▸ Problem 1:
Write out the page on minimizing Debian word for word, in full.

▸ Document text:
Minimize Debian

More than once I needed to create a minimal environment, and mostly I’ve decided to use Debian. It is an operating system I know relatively well, it is widely used, and has a ton of software packaged officially.

The occasion I needed such a system have been very different:

and I’m sure there are many other use cases where a small environment has many benefits.

The main reasons where

  • trying to reduce the amount of downloaded data for installing and completely upgrading the system

  • avoid programs running in the background "by accident", especially on systems with limited amount of RAM, Disk and CPU capacities

  • remove redundant data, as when working in a virtual environment, I can normally access documentation and other tools on the host environment

  • avoid throwing away still perfectly working SD cards that are inappropriate for smartphones as modern (or "smart") applications tend to create a lot of unnecessary data

So some times the constraints where because the medium was physically limited, while most times it was about speed and size complexity.

▸ Problem 2:
Edit the records starting at the line containing "fingernail -> outlines, every instance" and ending at the end of the records, changing "caterpillar" to "larva" and nothing else. Give back only those lines, without the pictures.

▸ Supplied data:
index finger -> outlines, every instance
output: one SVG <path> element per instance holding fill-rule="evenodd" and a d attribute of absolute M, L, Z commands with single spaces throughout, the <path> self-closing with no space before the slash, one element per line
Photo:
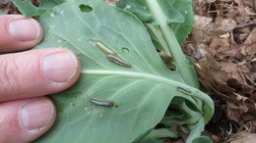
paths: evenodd
<path fill-rule="evenodd" d="M 27 50 L 42 39 L 40 24 L 21 15 L 0 16 L 0 53 Z"/>

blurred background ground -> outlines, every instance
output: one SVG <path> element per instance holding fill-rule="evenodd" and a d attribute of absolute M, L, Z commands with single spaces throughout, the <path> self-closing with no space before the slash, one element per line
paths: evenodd
<path fill-rule="evenodd" d="M 193 0 L 193 8 L 183 50 L 216 105 L 204 134 L 214 142 L 256 143 L 256 0 Z M 19 14 L 11 0 L 0 0 L 0 11 Z"/>

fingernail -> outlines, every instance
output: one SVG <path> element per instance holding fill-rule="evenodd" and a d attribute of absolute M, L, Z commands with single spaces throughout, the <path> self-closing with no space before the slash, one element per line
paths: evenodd
<path fill-rule="evenodd" d="M 8 31 L 19 41 L 33 41 L 40 34 L 40 25 L 32 19 L 11 21 Z"/>
<path fill-rule="evenodd" d="M 30 102 L 21 109 L 21 124 L 30 130 L 44 127 L 53 118 L 53 113 L 52 105 L 46 100 Z"/>
<path fill-rule="evenodd" d="M 42 61 L 42 70 L 47 78 L 54 82 L 67 82 L 76 73 L 77 58 L 69 52 L 47 55 Z"/>

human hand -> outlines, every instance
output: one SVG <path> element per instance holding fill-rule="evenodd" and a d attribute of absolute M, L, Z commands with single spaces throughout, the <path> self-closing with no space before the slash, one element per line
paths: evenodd
<path fill-rule="evenodd" d="M 56 110 L 45 95 L 78 79 L 81 66 L 64 48 L 24 51 L 42 39 L 32 19 L 0 16 L 0 143 L 31 142 L 53 124 Z M 8 52 L 17 52 L 9 53 Z"/>

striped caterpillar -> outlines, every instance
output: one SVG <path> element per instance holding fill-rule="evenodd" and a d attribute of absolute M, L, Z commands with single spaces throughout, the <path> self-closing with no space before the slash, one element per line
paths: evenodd
<path fill-rule="evenodd" d="M 131 68 L 132 65 L 126 61 L 124 61 L 123 59 L 121 59 L 120 57 L 114 56 L 114 55 L 107 55 L 106 57 L 109 61 L 118 64 L 122 67 L 126 67 L 126 68 Z"/>

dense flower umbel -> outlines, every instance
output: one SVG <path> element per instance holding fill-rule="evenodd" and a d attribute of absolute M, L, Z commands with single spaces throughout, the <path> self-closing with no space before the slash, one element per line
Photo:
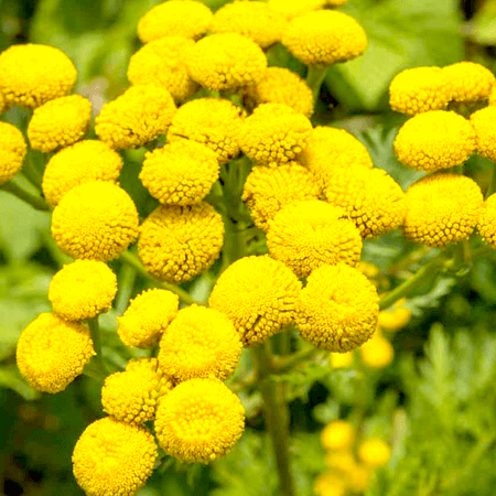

▸ Correct answer 1:
Minimize Debian

More than once I needed to create a minimal environment, and mostly I’ve decided to use Debian. It is an operating system I know relatively well, it is widely used, and has a ton of software packaged officially.

The occasion I needed such a system have been very different:

and I’m sure there are many other use cases where a small environment has many benefits.

The main reasons where

  • trying to reduce the amount of downloaded data for installing and completely upgrading the system

  • avoid programs running in the background "by accident", especially on systems with limited amount of RAM, Disk and CPU capacities

  • remove redundant data, as when working in a virtual environment, I can normally access documentation and other tools on the host environment

  • avoid throwing away still perfectly working SD cards that are inappropriate for smartphones as modern (or "smart") applications tend to create a lot of unnecessary data

So some times the constraints where because the medium was physically limited, while most times it was about speed and size complexity.

▸ Correct answer 2:
fingernail -> outlines, every instance
output: one SVG <path> element per instance holding fill-rule="evenodd" and a d attribute of absolute M, L, Z commands with single spaces throughout, the <path> self-closing with no space before the slash, one element per line
paths: evenodd
<path fill-rule="evenodd" d="M 8 31 L 19 41 L 33 41 L 40 34 L 40 25 L 32 19 L 11 21 Z"/>
<path fill-rule="evenodd" d="M 30 102 L 21 109 L 21 124 L 30 130 L 44 127 L 53 118 L 53 113 L 52 105 L 46 100 Z"/>
<path fill-rule="evenodd" d="M 42 61 L 42 70 L 47 78 L 54 82 L 67 82 L 76 73 L 77 58 L 69 52 L 47 55 Z"/>

human hand -> outlines, every instance
output: one SVG <path> element per instance holding fill-rule="evenodd" and a d attribute of absolute M, L, Z commands with single spaces throughout, the <path> self-closing with no space before the slash, one element per line
paths: evenodd
<path fill-rule="evenodd" d="M 56 110 L 45 95 L 78 79 L 81 66 L 64 48 L 24 51 L 42 39 L 32 19 L 0 16 L 0 143 L 31 142 L 53 124 Z M 8 52 L 17 52 L 9 53 Z"/>

striped larva -> outlines, every instance
output: one SVG <path> element per instance holding fill-rule="evenodd" and a d attribute of absolute M, L, Z commands with single spaces throughout, the <path> self-closing with no space before the slash, one element per line
paths: evenodd
<path fill-rule="evenodd" d="M 131 68 L 132 65 L 126 61 L 124 61 L 123 59 L 121 59 L 120 57 L 114 56 L 114 55 L 107 55 L 106 57 L 109 61 L 118 64 L 122 67 L 126 67 L 126 68 Z"/>

dense flower umbel -> outlines, every instance
output: one SVG <path> element per instance holding fill-rule="evenodd" and a d attribute of absolute M, L, Z commands with single spaces throughout, the <path> self-closing with no space before the slash, one element per line
Photo:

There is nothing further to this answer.